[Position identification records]
"""
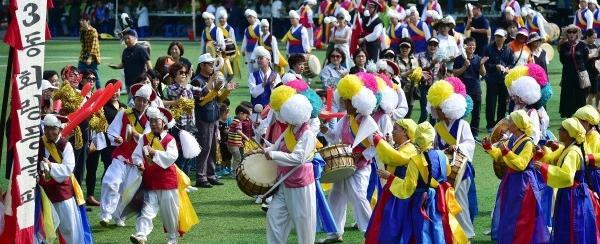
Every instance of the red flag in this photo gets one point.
(356, 32)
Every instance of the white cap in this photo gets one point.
(261, 51)
(264, 22)
(294, 15)
(500, 32)
(208, 15)
(205, 58)
(51, 120)
(47, 85)
(145, 91)
(250, 12)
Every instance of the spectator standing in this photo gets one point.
(469, 68)
(89, 57)
(143, 20)
(590, 41)
(500, 60)
(480, 29)
(135, 59)
(431, 73)
(176, 52)
(180, 89)
(207, 94)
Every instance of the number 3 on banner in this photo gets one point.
(31, 8)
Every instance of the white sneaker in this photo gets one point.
(137, 239)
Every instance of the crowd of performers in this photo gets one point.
(405, 186)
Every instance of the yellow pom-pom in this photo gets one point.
(416, 75)
(280, 95)
(349, 86)
(438, 92)
(380, 83)
(515, 73)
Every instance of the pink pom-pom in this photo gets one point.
(538, 73)
(298, 85)
(459, 87)
(387, 80)
(369, 81)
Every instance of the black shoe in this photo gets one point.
(203, 184)
(215, 182)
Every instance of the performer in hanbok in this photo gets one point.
(534, 22)
(261, 81)
(250, 40)
(448, 105)
(297, 37)
(57, 162)
(575, 218)
(588, 117)
(420, 206)
(373, 31)
(356, 128)
(269, 42)
(294, 204)
(124, 132)
(156, 152)
(417, 31)
(306, 19)
(212, 40)
(518, 216)
(583, 18)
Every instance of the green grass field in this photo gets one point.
(226, 214)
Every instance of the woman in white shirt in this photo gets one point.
(334, 71)
(341, 35)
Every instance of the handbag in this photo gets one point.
(584, 77)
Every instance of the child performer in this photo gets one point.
(395, 159)
(519, 191)
(294, 204)
(447, 99)
(574, 219)
(355, 128)
(588, 117)
(156, 153)
(57, 162)
(429, 195)
(124, 133)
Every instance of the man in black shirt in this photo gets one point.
(135, 59)
(480, 29)
(500, 60)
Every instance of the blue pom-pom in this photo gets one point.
(469, 106)
(315, 101)
(546, 94)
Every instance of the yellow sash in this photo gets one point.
(354, 127)
(251, 32)
(444, 133)
(132, 121)
(416, 29)
(51, 147)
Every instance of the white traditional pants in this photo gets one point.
(70, 226)
(292, 207)
(119, 177)
(165, 201)
(353, 189)
(462, 197)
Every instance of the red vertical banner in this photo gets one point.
(27, 36)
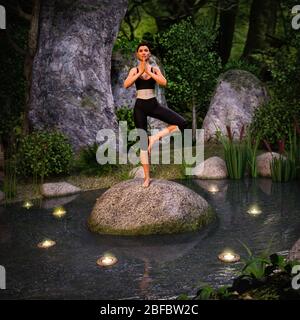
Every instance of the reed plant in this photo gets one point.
(284, 168)
(235, 153)
(252, 147)
(10, 179)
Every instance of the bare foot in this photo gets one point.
(146, 183)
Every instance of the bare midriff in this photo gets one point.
(145, 93)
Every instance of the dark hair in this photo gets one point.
(144, 43)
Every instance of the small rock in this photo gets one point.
(58, 189)
(212, 168)
(137, 172)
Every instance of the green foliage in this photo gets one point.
(190, 63)
(252, 147)
(87, 162)
(273, 121)
(235, 154)
(44, 153)
(242, 65)
(285, 71)
(283, 169)
(10, 182)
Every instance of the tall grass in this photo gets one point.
(252, 147)
(284, 168)
(10, 179)
(235, 154)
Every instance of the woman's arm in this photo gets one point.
(157, 76)
(132, 76)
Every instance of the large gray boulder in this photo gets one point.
(121, 64)
(164, 207)
(71, 86)
(237, 95)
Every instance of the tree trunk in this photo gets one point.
(71, 80)
(228, 12)
(194, 118)
(262, 21)
(31, 50)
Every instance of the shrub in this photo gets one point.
(242, 65)
(273, 121)
(44, 153)
(87, 162)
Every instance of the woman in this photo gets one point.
(145, 77)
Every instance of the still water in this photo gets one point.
(149, 267)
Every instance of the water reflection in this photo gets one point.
(148, 267)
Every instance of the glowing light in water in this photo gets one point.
(47, 243)
(229, 256)
(254, 210)
(213, 189)
(107, 260)
(27, 204)
(59, 212)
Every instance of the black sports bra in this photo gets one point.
(144, 84)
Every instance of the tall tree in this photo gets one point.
(262, 25)
(228, 13)
(166, 13)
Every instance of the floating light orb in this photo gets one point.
(27, 204)
(229, 256)
(213, 189)
(254, 210)
(47, 243)
(107, 260)
(59, 212)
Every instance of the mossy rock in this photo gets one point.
(164, 207)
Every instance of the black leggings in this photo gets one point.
(152, 108)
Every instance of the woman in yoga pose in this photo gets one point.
(145, 77)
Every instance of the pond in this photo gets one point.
(148, 267)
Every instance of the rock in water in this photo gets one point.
(237, 95)
(164, 207)
(211, 168)
(71, 85)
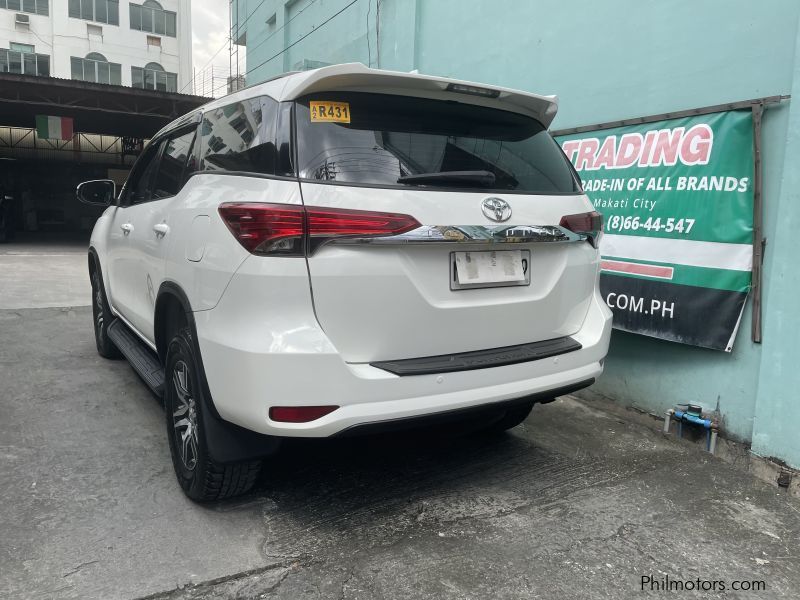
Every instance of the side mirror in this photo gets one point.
(100, 192)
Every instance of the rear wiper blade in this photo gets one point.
(482, 178)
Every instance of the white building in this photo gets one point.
(139, 43)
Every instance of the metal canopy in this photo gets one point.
(95, 107)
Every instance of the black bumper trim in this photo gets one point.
(458, 414)
(479, 359)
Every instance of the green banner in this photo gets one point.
(677, 204)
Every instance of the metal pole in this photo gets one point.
(758, 221)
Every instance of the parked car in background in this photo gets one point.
(342, 251)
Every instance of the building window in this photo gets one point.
(102, 11)
(24, 62)
(154, 77)
(150, 17)
(96, 68)
(34, 7)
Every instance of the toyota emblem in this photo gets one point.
(496, 209)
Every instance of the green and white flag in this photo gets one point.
(54, 128)
(677, 204)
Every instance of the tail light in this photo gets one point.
(588, 224)
(299, 414)
(290, 230)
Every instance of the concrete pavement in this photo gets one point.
(48, 272)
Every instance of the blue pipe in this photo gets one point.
(683, 416)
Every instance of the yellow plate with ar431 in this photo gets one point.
(329, 112)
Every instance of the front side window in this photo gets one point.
(96, 68)
(34, 7)
(153, 77)
(174, 165)
(139, 187)
(150, 17)
(240, 137)
(386, 140)
(102, 11)
(23, 62)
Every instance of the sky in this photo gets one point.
(210, 47)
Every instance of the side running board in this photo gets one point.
"""
EXERCISE PROMPT - All of the material above should be reproduced exactly, except the pictures.

FULL ANSWER -
Every instance of the red flag in this photo gets one point.
(356, 32)
Every instance of the white cap in this photo gets one point.
(261, 51)
(264, 22)
(294, 15)
(500, 32)
(208, 15)
(205, 58)
(51, 120)
(47, 85)
(145, 91)
(250, 12)
Every instance of the spectator standing in this photo gets one point.
(469, 68)
(89, 57)
(143, 20)
(590, 41)
(500, 60)
(480, 29)
(135, 59)
(431, 73)
(176, 52)
(180, 89)
(207, 94)
Every instance of the number 3 on banner in this photo gets one point.
(31, 8)
Every instance of the white sneaker in this photo gets one point.
(137, 239)
Every instance of the crowd of performers in this photo gets one point.
(405, 186)
Every instance of the yellow pom-pom in this photo gets one point.
(416, 75)
(280, 95)
(349, 86)
(438, 92)
(380, 83)
(515, 73)
Every instance of the pink pom-pom in this photo gets one point.
(538, 73)
(298, 85)
(459, 87)
(387, 80)
(369, 81)
Every instance of the black shoe in this photo gets one point.
(203, 184)
(215, 182)
Every instance of the performer in hanbok in this photo gets one point.
(534, 22)
(261, 81)
(250, 40)
(448, 105)
(297, 37)
(57, 162)
(575, 218)
(588, 117)
(420, 206)
(373, 31)
(356, 128)
(269, 42)
(294, 204)
(124, 132)
(156, 152)
(417, 31)
(306, 19)
(212, 40)
(518, 216)
(583, 18)
Every instance of the green grass field in this photo gets one point.
(226, 214)
Every instance of the woman in white shirt in this photo gets one point.
(334, 71)
(341, 35)
Every instance of the handbag in this photo gets one point.
(584, 77)
Every instance of the child performer in this photo gets one point.
(395, 159)
(519, 191)
(294, 204)
(447, 99)
(574, 219)
(355, 128)
(588, 117)
(156, 153)
(57, 162)
(429, 195)
(124, 133)
Every instance of the man in black shirt in this photo gets one point.
(135, 59)
(480, 29)
(500, 60)
Every instance of the blue pom-pom in this photo gets one point.
(469, 106)
(315, 101)
(546, 94)
Every instance of the yellow sash in this photo gets one point.
(354, 127)
(251, 32)
(444, 133)
(132, 121)
(416, 29)
(51, 147)
Every instance of the white traditional pants in this photo gets one point.
(70, 226)
(292, 207)
(119, 177)
(165, 201)
(353, 189)
(462, 197)
Every instance of the red vertical banner in this photo gets one point.
(27, 36)
Every instance of the reed plant in this photo gets one point.
(284, 168)
(235, 153)
(252, 147)
(10, 179)
Every instance of the bare foot in this photo gets one point.
(146, 183)
Every instance of the bare midriff in this photo gets one point.
(145, 93)
Every instance of the dark hair in this photo gets one point.
(144, 43)
Every instance of the small rock in this photo gets one point.
(58, 189)
(212, 168)
(137, 172)
Every instance of the green foliage in this photo gets one point.
(190, 63)
(252, 147)
(87, 162)
(273, 121)
(235, 154)
(44, 153)
(242, 65)
(285, 71)
(283, 169)
(10, 182)
Every instance of the tall grass in this photo gets one point.
(252, 147)
(284, 168)
(10, 179)
(235, 154)
Every instance of the woman's arm in this photo gets one point.
(157, 76)
(132, 76)
Every instance of the large gray boulder in this photo gets one point.
(121, 64)
(164, 207)
(71, 86)
(237, 95)
Every instance of the tree trunk in this photo gets one point.
(71, 80)
(228, 12)
(194, 118)
(262, 21)
(31, 50)
Every instance of the shrub in this photo gets one point.
(242, 65)
(273, 121)
(44, 153)
(87, 162)
Every instance of the woman in this photo gets one point.
(145, 77)
Every instance of the still water in this photo gets one point.
(149, 267)
Every instance of the water reflection in this photo gets one point.
(148, 267)
Every instance of the glowing light in water in this photo gets one point.
(47, 243)
(229, 256)
(254, 210)
(213, 189)
(107, 260)
(27, 204)
(59, 212)
Every instance of the black sports bra in this photo gets one point.
(144, 84)
Every instance of the tall tree in this photo gets one point.
(262, 25)
(228, 13)
(166, 13)
Every instance of the floating light orb in this photo gets one point.
(27, 204)
(229, 256)
(213, 189)
(254, 210)
(47, 243)
(107, 260)
(59, 212)
Every instance of the mossy rock in this photo gets one point.
(164, 207)
Every instance of the black leggings in this photo gets one point.
(152, 108)
Every instance of the woman in yoga pose in this photo gets one point.
(145, 77)
Every instance of the pond in this photo gets one point.
(148, 267)
Every instance of the rock in water in this photo gets one point.
(237, 95)
(164, 207)
(211, 168)
(71, 85)
Every instance of the side mirror in this photo gets one point.
(100, 192)
Every instance of the rear wiper blade in this photo gets one point.
(482, 178)
Every instance of the white building in this photo gets one point.
(139, 43)
Every instance of the metal canopy in this photo gets one point.
(95, 107)
Every instance of the black bumper trim in this photo gets one point.
(458, 414)
(479, 359)
Every instance of the green banner in this photo gets one point.
(677, 204)
Every instance of the metal pole in this photo gets one point.
(758, 221)
Every instance of the parked car in background in this photo gets one point.
(342, 251)
Every instance of the building window in this photo gets one point.
(102, 11)
(24, 62)
(154, 77)
(150, 17)
(96, 68)
(34, 7)
Every instance of the toyota emblem in this photo gets one point.
(496, 209)
Every instance of the green and white flag in this photo gets one point.
(54, 128)
(677, 204)
Every instance of the tail light in this photo gets one point.
(588, 224)
(299, 414)
(290, 230)
Every instance of the concrete pavement in this photo gets one point.
(48, 272)
Every instance of the blue pipe in this photo gets one point.
(683, 416)
Every instance of the yellow plate with ar431 in this photo gets one point.
(329, 112)
Every instance of the front side window in this photo gets one point.
(96, 68)
(34, 7)
(153, 77)
(174, 165)
(139, 187)
(150, 17)
(240, 137)
(386, 140)
(102, 11)
(23, 62)
Every instance of the sky in this photo gets one point.
(210, 47)
Every instance of the side running board in this photo gets one point.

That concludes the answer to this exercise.